#### [Supplied text]
Terahertz channels in atmospheric conditions: Propagation characteristics and security performance

Abstract

With the growing demand for higher wireless data rates, the interest in extending the carrier frequency of wireless links to the terahertz (THz) range has significantly increased. For long-distance outdoor wireless communications, THz channels may suffer substantial power loss and security issues due to atmospheric weather effects. It is crucial to assess the impact of weather on high-capacity data transmission to evaluate wireless system link budgets and performance accurately. In this article, we provide an insight into the propagation characteristics of THz channels under atmospheric conditions and the security aspects of THz communication systems in future applications. We conduct a comprehensive survey of our recent research and experimental findings on THz channel transmission and physical layer security, synthesizing and categorizing the state-of-the-art research in this domain. Our analysis encompasses various atmospheric phenomena, including molecular absorption, scattering effects, and turbulence, elucidating their intricate interactions with THz waves and the resultant implications for channel modeling and system design. Furthermore, we investigate the unique security challenges posed by THz communications, examining potential vulnerabilities and proposing novel countermeasures to enhance the resilience of these high-frequency systems against eavesdropping and other security threats. Finally, we discuss the challenges and limitations of such high-frequency wireless communications and provide insights into future research prospects for realizing the 6G vision, emphasizing the need for innovative solutions to overcome the atmospheric hurdles and security concerns in THz communications.

#### [Written task A]
Summarize the abstract on terahertz channels in two sentences.
The abstract and the listing come from separate, unrelated sources.

#### [Given records]
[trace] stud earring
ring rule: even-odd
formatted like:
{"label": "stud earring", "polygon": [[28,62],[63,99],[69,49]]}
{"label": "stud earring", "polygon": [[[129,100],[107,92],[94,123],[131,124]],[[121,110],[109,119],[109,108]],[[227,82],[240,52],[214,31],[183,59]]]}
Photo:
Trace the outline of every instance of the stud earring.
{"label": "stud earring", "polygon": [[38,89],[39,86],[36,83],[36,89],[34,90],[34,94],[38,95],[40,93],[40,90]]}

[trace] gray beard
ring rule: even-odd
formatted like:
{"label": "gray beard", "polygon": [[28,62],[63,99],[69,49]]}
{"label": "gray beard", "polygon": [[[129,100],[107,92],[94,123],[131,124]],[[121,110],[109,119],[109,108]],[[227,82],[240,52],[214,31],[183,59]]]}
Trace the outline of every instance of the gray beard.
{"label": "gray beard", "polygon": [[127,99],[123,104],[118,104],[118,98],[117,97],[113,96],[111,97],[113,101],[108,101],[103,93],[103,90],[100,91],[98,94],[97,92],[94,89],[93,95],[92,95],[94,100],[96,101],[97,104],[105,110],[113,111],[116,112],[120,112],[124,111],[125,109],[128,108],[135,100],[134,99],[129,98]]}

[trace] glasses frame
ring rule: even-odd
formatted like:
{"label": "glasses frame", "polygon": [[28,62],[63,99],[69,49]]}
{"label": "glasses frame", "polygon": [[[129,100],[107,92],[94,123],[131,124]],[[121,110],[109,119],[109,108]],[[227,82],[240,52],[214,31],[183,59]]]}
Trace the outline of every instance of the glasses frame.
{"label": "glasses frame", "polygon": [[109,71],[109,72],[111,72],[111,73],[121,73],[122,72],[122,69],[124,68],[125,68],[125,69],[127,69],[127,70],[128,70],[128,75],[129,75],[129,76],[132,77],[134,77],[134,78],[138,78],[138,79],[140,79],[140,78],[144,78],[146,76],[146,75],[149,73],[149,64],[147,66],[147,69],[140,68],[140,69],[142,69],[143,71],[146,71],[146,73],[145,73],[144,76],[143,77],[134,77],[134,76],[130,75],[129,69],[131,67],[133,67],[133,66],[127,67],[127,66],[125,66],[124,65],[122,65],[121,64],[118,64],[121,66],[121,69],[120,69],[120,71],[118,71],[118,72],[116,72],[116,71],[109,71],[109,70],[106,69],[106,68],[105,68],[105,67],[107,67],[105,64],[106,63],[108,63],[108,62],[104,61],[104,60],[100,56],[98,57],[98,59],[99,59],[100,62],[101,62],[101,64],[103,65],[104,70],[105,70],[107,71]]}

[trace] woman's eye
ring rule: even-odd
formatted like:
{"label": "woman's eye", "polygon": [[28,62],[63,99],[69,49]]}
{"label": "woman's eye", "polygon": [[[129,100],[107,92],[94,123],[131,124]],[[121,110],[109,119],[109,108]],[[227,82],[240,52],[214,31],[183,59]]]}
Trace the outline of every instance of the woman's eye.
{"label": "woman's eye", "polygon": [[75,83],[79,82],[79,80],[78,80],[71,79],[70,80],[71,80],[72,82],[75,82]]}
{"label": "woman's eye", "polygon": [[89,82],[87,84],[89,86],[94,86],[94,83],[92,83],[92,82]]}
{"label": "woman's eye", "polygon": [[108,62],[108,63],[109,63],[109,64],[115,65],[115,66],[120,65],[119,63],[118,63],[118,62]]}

#### [Written task B]
In the listing, copy the lines from the one containing "[trace] glasses frame" to the one containing "Trace the outline of every instance of the glasses", including both of those lines.

#### [Task output A]
Because terahertz links for long-distance outdoor communication may suffer substantial power loss and security issues from atmospheric weather effects, the article surveys the propagation characteristics of these channels under atmospheric conditions, covering molecular absorption, scattering, and turbulence, along with the security aspects of terahertz systems. It also examines vulnerabilities to eavesdropping and other threats, proposes countermeasures, and discusses challenges, limitations, and future research prospects for realizing the 6G vision.

#### [Task output B]
[trace] glasses frame
ring rule: even-odd
formatted like:
{"label": "glasses frame", "polygon": [[28,62],[63,99],[69,49]]}
{"label": "glasses frame", "polygon": [[[129,100],[107,92],[94,123],[131,124]],[[121,110],[109,119],[109,108]],[[227,82],[240,52],[214,31],[183,59]]]}
Trace the outline of every instance of the glasses frame.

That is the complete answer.